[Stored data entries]
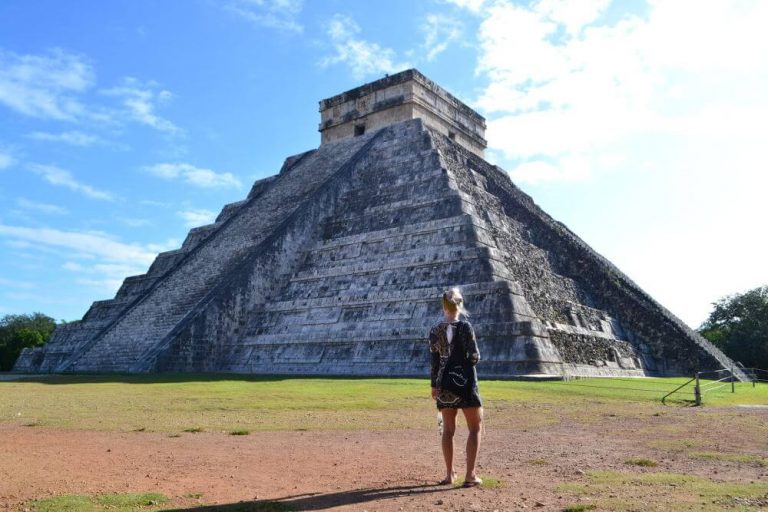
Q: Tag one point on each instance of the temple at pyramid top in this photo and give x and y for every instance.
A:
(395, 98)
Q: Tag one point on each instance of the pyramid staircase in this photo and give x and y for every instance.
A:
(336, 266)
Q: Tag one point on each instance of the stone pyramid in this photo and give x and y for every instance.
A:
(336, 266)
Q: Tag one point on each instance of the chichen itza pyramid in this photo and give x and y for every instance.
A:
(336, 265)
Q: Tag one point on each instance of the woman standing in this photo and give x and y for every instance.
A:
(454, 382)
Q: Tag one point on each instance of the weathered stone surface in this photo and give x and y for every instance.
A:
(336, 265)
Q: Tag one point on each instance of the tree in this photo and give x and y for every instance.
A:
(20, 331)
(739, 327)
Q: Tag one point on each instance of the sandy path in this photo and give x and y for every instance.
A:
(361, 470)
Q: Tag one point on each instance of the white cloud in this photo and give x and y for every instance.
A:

▸ **Description of the task**
Look through the entries and copy every line in which the string "this" appears.

▸ **Answer for the task**
Q: Tag one point on each instance of the temple at pyramid top in this photo and give x and y for every instance.
Q: Tag one point on each instance of the pyramid staircase in this photo and give x and y for every instance.
Q: Tag one point on each instance of the stone pyramid in this photo and give x and y for every instance.
Q: Tag one point on each instance of the chichen itza pyramid in this photo and give x and y for every instance.
Q: Tag one point on each instance of the woman standing in this photo and give x and y for every instance.
Q: Tag one point on each instance of the weathered stone surface in this photo and give x and y for every instance.
Q: Tag one point on each instance of the tree in this photo and give x and y for every instance.
Q: Tag one point on each instance of the sandy path in this photo and give x and y for every instance.
Q: Tag one point on each instance of the white cloud in this photo and give x and y for every instance.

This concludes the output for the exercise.